## OBJECTIVE
How many lines of the records below contain the string "instance"? Case counts. Reply with the number only.

Start of DATA FOR THIS TASK

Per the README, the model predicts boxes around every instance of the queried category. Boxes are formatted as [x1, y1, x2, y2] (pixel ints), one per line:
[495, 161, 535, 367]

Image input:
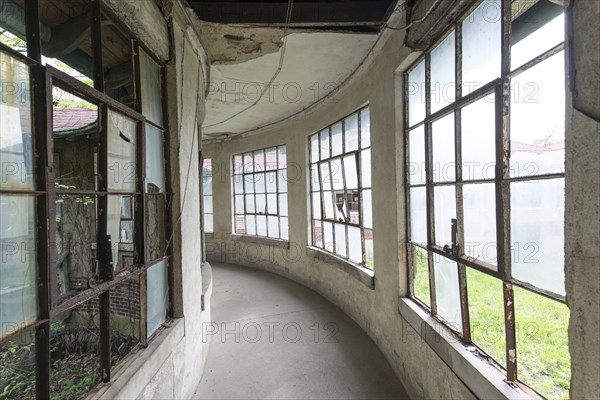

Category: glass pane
[360, 108, 371, 149]
[279, 194, 288, 217]
[265, 172, 277, 193]
[267, 217, 279, 238]
[433, 186, 456, 247]
[461, 95, 496, 180]
[320, 129, 331, 160]
[360, 149, 371, 188]
[510, 178, 565, 295]
[408, 126, 426, 185]
[279, 217, 290, 240]
[108, 109, 137, 192]
[335, 224, 347, 258]
[510, 51, 565, 177]
[245, 194, 256, 214]
[362, 190, 373, 228]
[148, 195, 169, 262]
[310, 134, 319, 163]
[245, 215, 256, 235]
[254, 150, 265, 172]
[463, 183, 498, 264]
[514, 287, 571, 399]
[267, 194, 277, 214]
[256, 194, 267, 214]
[409, 187, 427, 245]
[430, 31, 456, 113]
[265, 147, 277, 171]
[140, 50, 163, 126]
[467, 268, 504, 368]
[256, 215, 267, 236]
[331, 122, 344, 157]
[510, 13, 565, 69]
[348, 226, 362, 264]
[431, 113, 456, 182]
[344, 114, 358, 153]
[344, 155, 358, 189]
[462, 0, 502, 96]
[408, 245, 431, 307]
[146, 124, 165, 193]
[0, 194, 36, 338]
[406, 60, 425, 126]
[433, 254, 462, 332]
[0, 52, 35, 189]
[330, 158, 344, 190]
[235, 195, 244, 214]
[148, 260, 169, 336]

End of DATA FOR THIS TASK

## EXPECTED OUTPUT
1